──────── GIVEN RECORDS

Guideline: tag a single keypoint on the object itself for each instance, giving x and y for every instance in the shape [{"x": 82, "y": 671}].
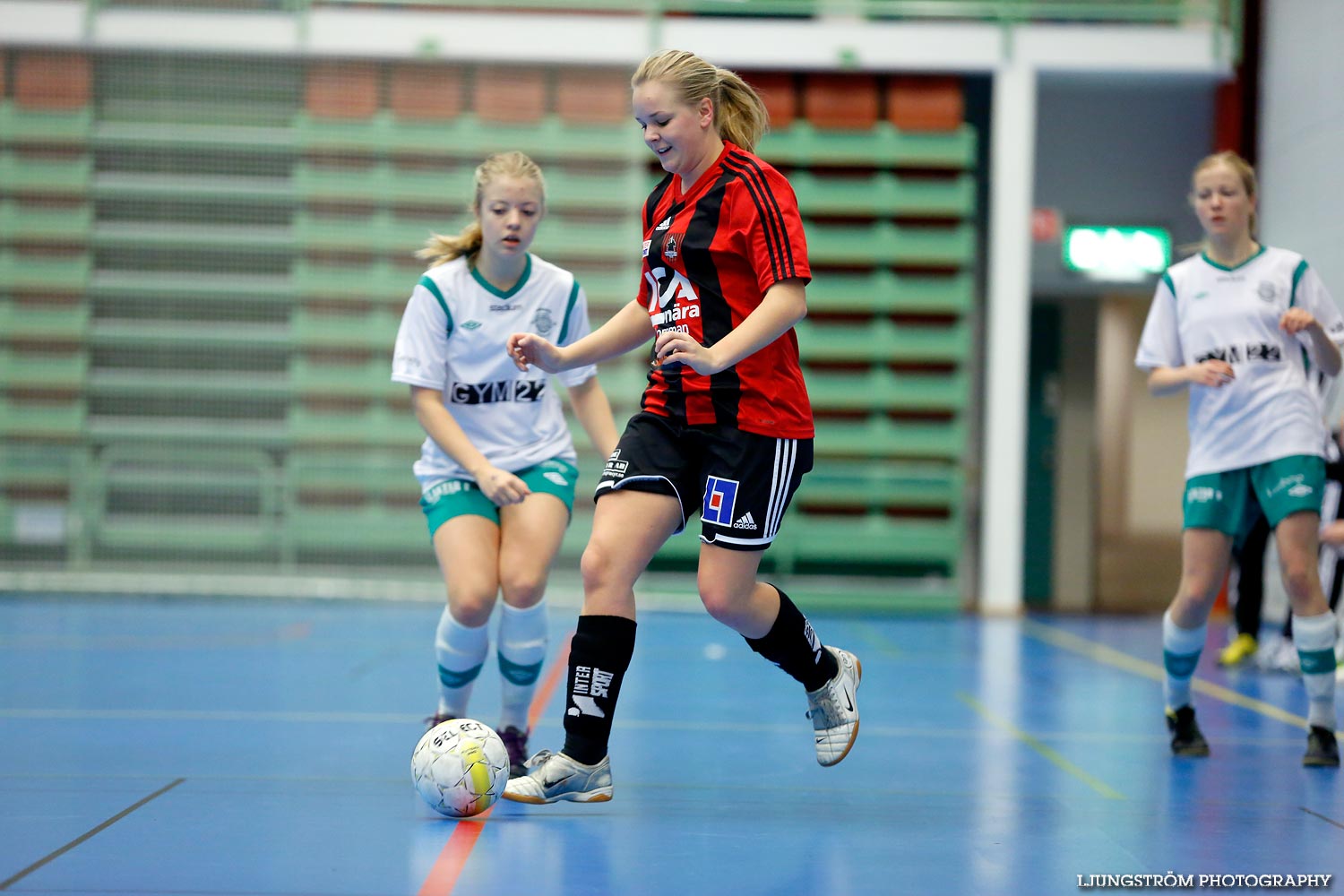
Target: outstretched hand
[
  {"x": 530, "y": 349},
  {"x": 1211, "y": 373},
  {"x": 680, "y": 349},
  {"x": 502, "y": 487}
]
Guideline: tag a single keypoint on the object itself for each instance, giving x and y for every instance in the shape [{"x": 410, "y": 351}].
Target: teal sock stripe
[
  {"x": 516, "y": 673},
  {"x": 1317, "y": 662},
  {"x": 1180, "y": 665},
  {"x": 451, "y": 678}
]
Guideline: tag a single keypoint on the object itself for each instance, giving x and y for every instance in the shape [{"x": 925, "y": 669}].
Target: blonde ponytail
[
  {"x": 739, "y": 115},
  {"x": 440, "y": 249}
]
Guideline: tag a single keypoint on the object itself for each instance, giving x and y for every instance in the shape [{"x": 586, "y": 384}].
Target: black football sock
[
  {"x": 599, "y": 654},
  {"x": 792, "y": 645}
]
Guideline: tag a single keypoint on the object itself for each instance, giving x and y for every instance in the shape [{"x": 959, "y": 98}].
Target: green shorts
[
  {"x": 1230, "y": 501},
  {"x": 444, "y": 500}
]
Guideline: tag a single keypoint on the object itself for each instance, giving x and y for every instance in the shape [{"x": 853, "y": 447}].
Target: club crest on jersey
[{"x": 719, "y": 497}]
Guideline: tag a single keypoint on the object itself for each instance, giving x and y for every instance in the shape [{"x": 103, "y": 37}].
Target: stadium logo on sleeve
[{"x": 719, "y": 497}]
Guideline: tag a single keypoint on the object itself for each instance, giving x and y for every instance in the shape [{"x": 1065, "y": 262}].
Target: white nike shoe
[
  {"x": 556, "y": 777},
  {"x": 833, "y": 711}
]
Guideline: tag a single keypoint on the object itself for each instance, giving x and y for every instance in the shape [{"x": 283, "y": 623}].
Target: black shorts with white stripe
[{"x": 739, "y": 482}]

────────────────
──────── GIVEN RECORDS

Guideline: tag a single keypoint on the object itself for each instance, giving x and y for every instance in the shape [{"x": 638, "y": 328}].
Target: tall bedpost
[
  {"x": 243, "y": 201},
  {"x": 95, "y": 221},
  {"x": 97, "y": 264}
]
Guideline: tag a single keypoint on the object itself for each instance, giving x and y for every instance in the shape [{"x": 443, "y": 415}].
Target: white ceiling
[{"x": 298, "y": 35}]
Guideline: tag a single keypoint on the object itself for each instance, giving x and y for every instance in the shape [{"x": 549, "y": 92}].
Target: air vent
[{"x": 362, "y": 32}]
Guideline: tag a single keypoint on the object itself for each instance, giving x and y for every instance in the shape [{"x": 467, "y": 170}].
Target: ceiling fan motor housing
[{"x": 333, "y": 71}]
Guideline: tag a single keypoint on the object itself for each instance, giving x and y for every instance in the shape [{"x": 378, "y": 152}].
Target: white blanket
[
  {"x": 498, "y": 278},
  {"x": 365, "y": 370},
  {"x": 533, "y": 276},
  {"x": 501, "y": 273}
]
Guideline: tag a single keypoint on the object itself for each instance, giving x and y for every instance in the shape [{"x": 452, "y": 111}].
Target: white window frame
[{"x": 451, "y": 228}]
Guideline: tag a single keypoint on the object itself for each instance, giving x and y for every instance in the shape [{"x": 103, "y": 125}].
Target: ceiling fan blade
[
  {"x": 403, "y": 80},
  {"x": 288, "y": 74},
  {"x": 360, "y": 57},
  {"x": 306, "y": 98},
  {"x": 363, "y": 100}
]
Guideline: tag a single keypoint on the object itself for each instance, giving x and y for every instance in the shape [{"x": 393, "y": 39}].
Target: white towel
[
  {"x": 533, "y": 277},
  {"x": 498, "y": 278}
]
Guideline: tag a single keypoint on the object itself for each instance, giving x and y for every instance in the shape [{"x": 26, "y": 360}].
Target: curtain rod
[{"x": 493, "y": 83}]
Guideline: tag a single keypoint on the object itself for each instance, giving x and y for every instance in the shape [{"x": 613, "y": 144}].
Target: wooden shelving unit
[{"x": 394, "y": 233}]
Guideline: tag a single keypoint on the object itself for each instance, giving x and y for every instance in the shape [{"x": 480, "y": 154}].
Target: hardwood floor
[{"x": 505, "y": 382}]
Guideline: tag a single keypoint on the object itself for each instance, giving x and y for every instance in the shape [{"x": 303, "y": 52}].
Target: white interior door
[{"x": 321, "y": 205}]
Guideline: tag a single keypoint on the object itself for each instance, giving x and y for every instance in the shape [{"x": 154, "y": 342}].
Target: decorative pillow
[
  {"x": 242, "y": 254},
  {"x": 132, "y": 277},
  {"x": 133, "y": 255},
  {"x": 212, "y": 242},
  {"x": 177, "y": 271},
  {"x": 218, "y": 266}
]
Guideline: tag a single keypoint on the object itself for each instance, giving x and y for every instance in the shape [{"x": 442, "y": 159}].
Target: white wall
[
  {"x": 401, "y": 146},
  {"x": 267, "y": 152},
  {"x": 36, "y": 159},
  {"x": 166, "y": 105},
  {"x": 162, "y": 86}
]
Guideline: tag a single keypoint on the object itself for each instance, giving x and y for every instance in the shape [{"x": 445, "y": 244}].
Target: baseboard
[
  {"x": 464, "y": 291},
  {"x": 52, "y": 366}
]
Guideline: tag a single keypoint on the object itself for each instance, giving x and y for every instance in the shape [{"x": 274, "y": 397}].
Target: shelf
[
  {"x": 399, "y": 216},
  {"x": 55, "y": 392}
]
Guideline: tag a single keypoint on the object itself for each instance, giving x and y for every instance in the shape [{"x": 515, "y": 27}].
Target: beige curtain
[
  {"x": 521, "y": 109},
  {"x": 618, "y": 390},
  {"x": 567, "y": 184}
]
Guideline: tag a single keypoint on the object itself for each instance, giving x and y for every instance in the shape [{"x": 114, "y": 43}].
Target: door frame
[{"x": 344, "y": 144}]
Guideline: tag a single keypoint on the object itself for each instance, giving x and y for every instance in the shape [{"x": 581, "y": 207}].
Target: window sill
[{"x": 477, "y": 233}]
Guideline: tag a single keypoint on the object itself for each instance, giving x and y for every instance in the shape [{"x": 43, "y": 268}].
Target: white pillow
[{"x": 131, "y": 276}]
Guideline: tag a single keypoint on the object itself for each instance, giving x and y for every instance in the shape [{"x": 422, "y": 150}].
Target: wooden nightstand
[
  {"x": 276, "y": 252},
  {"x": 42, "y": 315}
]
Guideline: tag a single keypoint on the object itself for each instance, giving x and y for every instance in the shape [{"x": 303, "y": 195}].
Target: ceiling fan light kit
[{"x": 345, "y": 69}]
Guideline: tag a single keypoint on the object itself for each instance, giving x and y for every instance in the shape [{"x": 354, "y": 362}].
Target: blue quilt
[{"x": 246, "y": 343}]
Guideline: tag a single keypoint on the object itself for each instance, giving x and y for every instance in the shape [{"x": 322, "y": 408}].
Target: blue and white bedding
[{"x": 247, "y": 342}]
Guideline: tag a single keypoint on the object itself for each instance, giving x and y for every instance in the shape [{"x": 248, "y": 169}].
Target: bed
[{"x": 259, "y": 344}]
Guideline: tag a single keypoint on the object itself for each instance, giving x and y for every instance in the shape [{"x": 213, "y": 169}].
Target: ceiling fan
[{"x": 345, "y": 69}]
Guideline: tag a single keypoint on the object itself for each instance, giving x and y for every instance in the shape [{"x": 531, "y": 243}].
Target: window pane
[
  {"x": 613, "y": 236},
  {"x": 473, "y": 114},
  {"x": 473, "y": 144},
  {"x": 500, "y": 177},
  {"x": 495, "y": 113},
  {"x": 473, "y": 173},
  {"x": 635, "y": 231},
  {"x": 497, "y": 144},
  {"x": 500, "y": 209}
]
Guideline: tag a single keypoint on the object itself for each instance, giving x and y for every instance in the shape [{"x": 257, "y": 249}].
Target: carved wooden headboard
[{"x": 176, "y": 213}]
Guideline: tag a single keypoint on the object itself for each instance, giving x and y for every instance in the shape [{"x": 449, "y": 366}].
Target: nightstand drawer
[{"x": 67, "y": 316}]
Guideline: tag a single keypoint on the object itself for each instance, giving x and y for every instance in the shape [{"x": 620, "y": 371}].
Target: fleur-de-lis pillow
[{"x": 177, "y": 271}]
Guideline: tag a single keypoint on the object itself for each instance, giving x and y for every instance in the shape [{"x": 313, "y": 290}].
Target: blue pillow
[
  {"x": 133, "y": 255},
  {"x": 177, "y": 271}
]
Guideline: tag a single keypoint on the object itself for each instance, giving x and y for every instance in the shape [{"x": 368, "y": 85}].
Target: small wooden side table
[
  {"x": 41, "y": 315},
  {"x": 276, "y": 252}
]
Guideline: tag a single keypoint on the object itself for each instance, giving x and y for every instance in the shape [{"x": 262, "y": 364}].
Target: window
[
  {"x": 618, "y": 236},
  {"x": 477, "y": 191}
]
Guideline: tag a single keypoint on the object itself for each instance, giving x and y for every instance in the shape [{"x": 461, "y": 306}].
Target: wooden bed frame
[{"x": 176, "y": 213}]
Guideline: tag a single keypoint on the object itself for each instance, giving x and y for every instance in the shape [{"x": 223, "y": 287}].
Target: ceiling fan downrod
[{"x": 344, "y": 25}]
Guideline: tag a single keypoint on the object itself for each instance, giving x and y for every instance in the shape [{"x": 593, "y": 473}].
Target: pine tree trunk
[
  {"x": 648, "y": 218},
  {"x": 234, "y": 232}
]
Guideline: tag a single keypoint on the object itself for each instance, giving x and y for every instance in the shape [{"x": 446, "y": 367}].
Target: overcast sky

────────────────
──────── GIVEN RECORDS

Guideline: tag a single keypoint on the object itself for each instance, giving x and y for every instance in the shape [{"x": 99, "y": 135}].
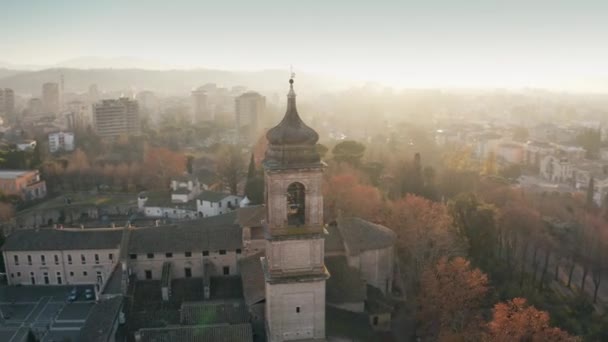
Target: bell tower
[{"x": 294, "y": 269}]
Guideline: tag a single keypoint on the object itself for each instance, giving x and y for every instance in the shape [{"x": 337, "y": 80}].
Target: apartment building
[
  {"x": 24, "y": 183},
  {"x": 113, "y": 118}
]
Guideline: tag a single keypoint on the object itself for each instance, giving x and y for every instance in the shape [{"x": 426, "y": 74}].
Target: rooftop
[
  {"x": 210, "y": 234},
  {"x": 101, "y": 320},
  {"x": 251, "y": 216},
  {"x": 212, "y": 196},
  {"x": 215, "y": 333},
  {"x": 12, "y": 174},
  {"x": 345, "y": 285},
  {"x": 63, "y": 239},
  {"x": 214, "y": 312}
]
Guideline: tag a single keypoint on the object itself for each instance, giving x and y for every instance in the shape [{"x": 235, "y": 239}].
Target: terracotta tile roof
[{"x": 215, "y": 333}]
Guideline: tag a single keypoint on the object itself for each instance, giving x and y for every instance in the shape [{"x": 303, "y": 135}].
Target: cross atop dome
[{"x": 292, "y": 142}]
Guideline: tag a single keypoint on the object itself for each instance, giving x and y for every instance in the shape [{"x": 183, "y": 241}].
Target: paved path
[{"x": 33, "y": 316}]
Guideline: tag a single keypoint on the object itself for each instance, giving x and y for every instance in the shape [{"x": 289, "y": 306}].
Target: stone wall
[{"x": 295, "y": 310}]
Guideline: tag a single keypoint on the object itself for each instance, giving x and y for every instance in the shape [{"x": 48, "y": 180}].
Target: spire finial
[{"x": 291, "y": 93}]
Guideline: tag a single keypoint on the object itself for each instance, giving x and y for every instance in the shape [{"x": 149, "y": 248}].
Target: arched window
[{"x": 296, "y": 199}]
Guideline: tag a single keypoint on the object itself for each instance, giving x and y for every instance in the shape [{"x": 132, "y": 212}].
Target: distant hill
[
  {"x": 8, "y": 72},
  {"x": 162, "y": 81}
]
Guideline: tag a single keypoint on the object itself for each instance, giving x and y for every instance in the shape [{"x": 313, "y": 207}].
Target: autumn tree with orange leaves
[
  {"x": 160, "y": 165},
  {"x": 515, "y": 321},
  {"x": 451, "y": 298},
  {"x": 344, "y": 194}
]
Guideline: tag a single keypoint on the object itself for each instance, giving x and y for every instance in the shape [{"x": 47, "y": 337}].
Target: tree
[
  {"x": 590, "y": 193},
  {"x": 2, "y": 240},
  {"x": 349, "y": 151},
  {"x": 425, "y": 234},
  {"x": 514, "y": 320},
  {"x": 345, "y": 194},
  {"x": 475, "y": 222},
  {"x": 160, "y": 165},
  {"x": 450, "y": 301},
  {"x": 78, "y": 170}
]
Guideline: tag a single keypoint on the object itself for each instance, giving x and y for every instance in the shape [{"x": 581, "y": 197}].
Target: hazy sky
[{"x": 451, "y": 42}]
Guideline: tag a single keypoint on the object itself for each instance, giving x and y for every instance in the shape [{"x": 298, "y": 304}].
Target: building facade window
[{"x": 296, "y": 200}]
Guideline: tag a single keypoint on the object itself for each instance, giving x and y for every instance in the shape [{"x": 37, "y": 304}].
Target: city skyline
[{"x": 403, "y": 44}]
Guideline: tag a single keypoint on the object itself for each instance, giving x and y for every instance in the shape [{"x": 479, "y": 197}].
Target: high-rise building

────────────────

How many lines in the items above contain the string "window"? Reply with the number alone.

6